┌─ Data excerpts
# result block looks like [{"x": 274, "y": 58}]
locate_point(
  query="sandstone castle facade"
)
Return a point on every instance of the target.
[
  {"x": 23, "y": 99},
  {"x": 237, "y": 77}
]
└─
Prompt
Rewrite the lines above, replacing "castle" with "cathedral" and leaving everything else the same.

Answer to the task
# result block looks like [{"x": 274, "y": 58}]
locate_point(
  query="sandstone cathedral facade"
)
Return a point on every instance of the target.
[
  {"x": 23, "y": 99},
  {"x": 237, "y": 77}
]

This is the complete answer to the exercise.